#### [PROBLEM]
Change every occurrence of "several separate parts" in the lines below to "multiple disjoint regions", leaving everything else unchanged. Omit the pictures from your response.

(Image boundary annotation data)
_ _ _ _ _
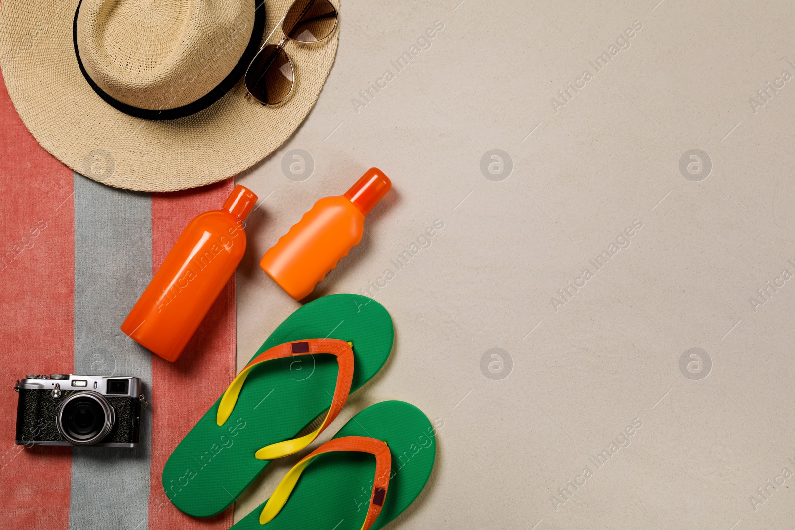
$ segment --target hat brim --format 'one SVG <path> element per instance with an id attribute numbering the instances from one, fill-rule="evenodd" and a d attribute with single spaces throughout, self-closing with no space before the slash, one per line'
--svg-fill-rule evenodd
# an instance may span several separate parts
<path id="1" fill-rule="evenodd" d="M 265 37 L 293 0 L 266 0 Z M 331 0 L 339 10 L 339 0 Z M 211 106 L 174 120 L 124 114 L 80 72 L 72 43 L 80 0 L 0 2 L 0 64 L 25 126 L 78 173 L 110 186 L 173 191 L 229 178 L 281 145 L 317 100 L 334 64 L 339 29 L 315 44 L 289 43 L 295 67 L 290 99 L 278 107 L 246 99 L 238 82 Z M 270 41 L 277 42 L 280 30 Z"/>

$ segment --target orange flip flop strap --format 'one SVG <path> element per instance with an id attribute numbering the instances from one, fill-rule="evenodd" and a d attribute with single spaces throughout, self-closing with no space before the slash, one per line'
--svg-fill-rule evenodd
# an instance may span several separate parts
<path id="1" fill-rule="evenodd" d="M 370 453 L 375 457 L 375 476 L 373 478 L 373 491 L 370 495 L 370 505 L 367 507 L 367 516 L 362 524 L 361 530 L 367 530 L 381 513 L 381 508 L 389 489 L 390 474 L 392 472 L 392 455 L 386 443 L 375 438 L 366 436 L 343 436 L 331 439 L 320 447 L 307 455 L 293 469 L 287 472 L 279 486 L 276 486 L 273 494 L 268 499 L 262 513 L 259 516 L 259 524 L 266 524 L 270 522 L 287 502 L 290 493 L 295 488 L 298 478 L 304 472 L 312 460 L 323 453 L 335 451 L 356 451 Z"/>
<path id="2" fill-rule="evenodd" d="M 263 351 L 262 354 L 251 360 L 240 373 L 232 381 L 229 388 L 223 393 L 221 402 L 218 405 L 218 412 L 215 415 L 215 423 L 218 425 L 223 425 L 232 411 L 235 404 L 240 396 L 243 383 L 246 377 L 254 366 L 273 359 L 294 357 L 297 355 L 311 355 L 314 354 L 331 354 L 337 358 L 339 371 L 337 372 L 336 386 L 334 388 L 334 397 L 332 399 L 332 406 L 328 409 L 328 414 L 323 420 L 323 424 L 319 428 L 308 435 L 299 438 L 293 438 L 262 447 L 257 451 L 255 456 L 259 460 L 273 460 L 280 458 L 288 455 L 297 453 L 306 446 L 309 445 L 312 440 L 317 438 L 318 435 L 323 432 L 328 425 L 334 421 L 345 402 L 347 400 L 348 394 L 351 393 L 351 384 L 353 381 L 353 345 L 338 339 L 308 339 L 306 340 L 285 342 L 274 346 Z"/>

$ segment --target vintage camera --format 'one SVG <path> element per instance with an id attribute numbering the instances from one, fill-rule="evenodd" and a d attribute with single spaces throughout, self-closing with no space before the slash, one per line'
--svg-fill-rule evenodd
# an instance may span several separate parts
<path id="1" fill-rule="evenodd" d="M 141 405 L 147 404 L 138 377 L 28 375 L 14 389 L 17 444 L 138 445 Z"/>

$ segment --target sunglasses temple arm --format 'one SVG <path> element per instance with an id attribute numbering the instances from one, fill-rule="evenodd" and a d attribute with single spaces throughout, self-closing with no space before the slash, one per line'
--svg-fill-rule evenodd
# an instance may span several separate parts
<path id="1" fill-rule="evenodd" d="M 285 17 L 287 15 L 285 15 L 284 17 L 282 17 L 281 19 L 278 22 L 276 23 L 276 25 L 273 26 L 273 31 L 270 32 L 270 35 L 268 35 L 268 37 L 265 41 L 262 41 L 262 45 L 259 47 L 259 51 L 260 52 L 262 52 L 262 48 L 265 48 L 266 44 L 268 44 L 268 41 L 270 40 L 270 37 L 273 36 L 273 33 L 276 31 L 276 29 L 278 28 L 280 25 L 281 25 L 281 23 L 283 21 L 285 21 Z"/>

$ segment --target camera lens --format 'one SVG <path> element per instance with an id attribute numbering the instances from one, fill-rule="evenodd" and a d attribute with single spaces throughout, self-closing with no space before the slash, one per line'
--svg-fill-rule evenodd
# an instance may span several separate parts
<path id="1" fill-rule="evenodd" d="M 101 442 L 113 428 L 116 415 L 101 394 L 79 392 L 68 397 L 58 411 L 58 431 L 76 445 Z"/>

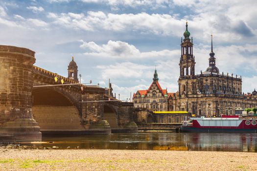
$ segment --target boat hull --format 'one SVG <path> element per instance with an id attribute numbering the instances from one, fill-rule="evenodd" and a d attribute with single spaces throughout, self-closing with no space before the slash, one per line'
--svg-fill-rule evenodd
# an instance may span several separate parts
<path id="1" fill-rule="evenodd" d="M 182 132 L 242 132 L 257 133 L 257 129 L 237 129 L 237 128 L 199 128 L 192 127 L 181 126 Z"/>

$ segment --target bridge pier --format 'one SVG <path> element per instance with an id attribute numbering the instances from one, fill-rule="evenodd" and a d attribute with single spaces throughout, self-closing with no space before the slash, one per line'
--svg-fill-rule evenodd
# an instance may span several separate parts
<path id="1" fill-rule="evenodd" d="M 35 52 L 0 45 L 0 142 L 41 141 L 32 115 Z"/>
<path id="2" fill-rule="evenodd" d="M 93 134 L 109 134 L 111 128 L 108 122 L 102 119 L 103 102 L 105 89 L 99 87 L 88 86 L 85 93 L 82 95 L 84 102 L 95 102 L 82 103 L 82 120 L 88 132 Z M 98 101 L 98 102 L 97 102 Z"/>

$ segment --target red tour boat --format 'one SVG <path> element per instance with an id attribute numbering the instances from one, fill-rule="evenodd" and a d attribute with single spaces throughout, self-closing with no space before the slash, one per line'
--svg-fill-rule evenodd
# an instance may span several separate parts
<path id="1" fill-rule="evenodd" d="M 257 119 L 240 119 L 239 116 L 190 118 L 180 127 L 182 132 L 257 132 Z"/>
_ _ _ _ _
#### [ANSWER]
$ segment --target hat brim --format 'one SVG <path> element per instance with an id attribute numbering the instances from one, fill-rule="evenodd" and a d attribute with single spaces throughout, self-closing with no space before the slash, one per line'
--svg-fill-rule evenodd
# an instance may span multiple disjoint regions
<path id="1" fill-rule="evenodd" d="M 265 37 L 293 0 L 266 0 Z M 331 0 L 339 10 L 339 0 Z M 211 106 L 174 120 L 124 114 L 80 72 L 72 43 L 80 0 L 0 2 L 0 64 L 25 126 L 78 173 L 110 186 L 173 191 L 229 178 L 281 145 L 317 100 L 334 64 L 339 29 L 315 44 L 289 43 L 295 67 L 290 99 L 278 107 L 246 99 L 238 82 Z M 270 41 L 277 42 L 280 30 Z"/>

$ segment --target orange flip flop strap --format 'one SVG <path> element per instance with an id attribute numbering the instances from one, fill-rule="evenodd" and a d attribute with single spaces throughout, self-closing with no space before the slash, one per line'
--svg-fill-rule evenodd
# an instance may span multiple disjoint regions
<path id="1" fill-rule="evenodd" d="M 370 453 L 375 457 L 375 476 L 373 478 L 373 491 L 370 495 L 370 505 L 367 507 L 367 516 L 362 524 L 361 530 L 367 530 L 381 513 L 381 508 L 389 489 L 390 474 L 392 472 L 392 455 L 386 443 L 375 438 L 366 436 L 343 436 L 331 439 L 320 447 L 307 455 L 293 469 L 287 472 L 279 486 L 276 486 L 273 494 L 268 499 L 262 513 L 259 516 L 259 524 L 266 524 L 270 522 L 287 502 L 290 493 L 295 488 L 298 478 L 304 472 L 312 460 L 323 453 L 335 451 L 356 451 Z"/>
<path id="2" fill-rule="evenodd" d="M 263 351 L 262 354 L 251 360 L 240 373 L 232 381 L 229 388 L 223 393 L 221 402 L 218 405 L 218 412 L 215 415 L 215 423 L 218 425 L 223 425 L 232 411 L 235 404 L 240 396 L 243 383 L 246 377 L 254 366 L 273 359 L 294 357 L 297 355 L 311 355 L 314 354 L 331 354 L 337 358 L 339 371 L 337 372 L 336 386 L 334 388 L 334 397 L 332 399 L 332 406 L 328 409 L 328 414 L 323 420 L 323 424 L 319 428 L 308 435 L 299 438 L 293 438 L 262 447 L 257 451 L 255 456 L 259 460 L 273 460 L 280 458 L 288 455 L 297 453 L 306 446 L 309 445 L 312 440 L 317 438 L 318 435 L 323 432 L 328 425 L 334 421 L 345 402 L 347 400 L 348 394 L 351 393 L 351 384 L 353 381 L 353 345 L 338 339 L 308 339 L 306 340 L 285 342 L 274 346 Z"/>

$ segment --target vintage camera --format 'one SVG <path> element per instance with an id attribute numbering the instances from one, fill-rule="evenodd" and a d attribute with single spaces throughout, self-closing with no space before the slash, one per line'
--svg-fill-rule evenodd
# an instance may span multiple disjoint regions
<path id="1" fill-rule="evenodd" d="M 141 405 L 147 404 L 138 377 L 28 375 L 14 389 L 17 444 L 138 445 Z"/>

$ segment --target sunglasses temple arm --format 'one SVG <path> element per instance with an id attribute numbering the instances from one, fill-rule="evenodd" and a d attribute with single spaces throughout, self-closing with no space before the slash, one per line'
--svg-fill-rule evenodd
# an instance may span multiple disjoint regions
<path id="1" fill-rule="evenodd" d="M 285 17 L 287 15 L 285 15 L 284 17 L 282 17 L 281 19 L 278 22 L 276 23 L 276 25 L 273 26 L 273 31 L 270 32 L 270 35 L 268 35 L 268 37 L 265 41 L 262 41 L 262 45 L 259 47 L 259 51 L 260 52 L 262 52 L 262 48 L 265 48 L 266 44 L 268 44 L 268 41 L 270 40 L 270 37 L 273 36 L 273 33 L 276 31 L 276 29 L 278 28 L 280 25 L 281 25 L 281 23 L 283 21 L 285 21 Z"/>

$ segment --target camera lens --format 'one SVG <path> element per instance with an id attribute numbering the instances from one, fill-rule="evenodd" and a d attribute with single spaces throughout, self-closing with no space before the slash, one per line'
--svg-fill-rule evenodd
# an instance may span multiple disjoint regions
<path id="1" fill-rule="evenodd" d="M 101 442 L 113 428 L 116 415 L 101 394 L 79 392 L 68 397 L 58 411 L 58 431 L 76 445 Z"/>

$ segment --target boat hull --format 'one SVG <path> element per instance with an id attribute numbering the instances from one, fill-rule="evenodd" and a d attribute with single spaces throughout, self-closing with no space before the slash, one per line'
--svg-fill-rule evenodd
# an instance may span multiple disjoint regions
<path id="1" fill-rule="evenodd" d="M 182 132 L 242 132 L 257 133 L 257 129 L 237 129 L 237 128 L 199 128 L 192 127 L 181 126 Z"/>

$ segment --target bridge pier --format 'one SVG <path> element per instance with an id attribute numbering the instances from one, fill-rule="evenodd" and a d attribute with single spaces throughout, self-closing with no space before the slash, one per line'
--svg-fill-rule evenodd
# an instance may span multiple disjoint regions
<path id="1" fill-rule="evenodd" d="M 35 52 L 0 45 L 0 142 L 41 141 L 32 115 Z"/>
<path id="2" fill-rule="evenodd" d="M 93 134 L 109 134 L 111 128 L 108 122 L 102 119 L 103 102 L 105 89 L 99 87 L 88 86 L 85 93 L 82 95 L 84 102 L 95 102 L 82 103 L 82 120 L 88 132 Z M 98 101 L 98 102 L 97 102 Z"/>

$ segment --target red tour boat --format 'one SVG <path> element per instance with an id attribute numbering the instances from one, fill-rule="evenodd" and a d attribute with single spaces throughout, self-closing with no space before the slash, one per line'
--svg-fill-rule evenodd
# an instance may span multiple disjoint regions
<path id="1" fill-rule="evenodd" d="M 257 119 L 240 119 L 239 116 L 190 118 L 180 127 L 182 132 L 257 132 Z"/>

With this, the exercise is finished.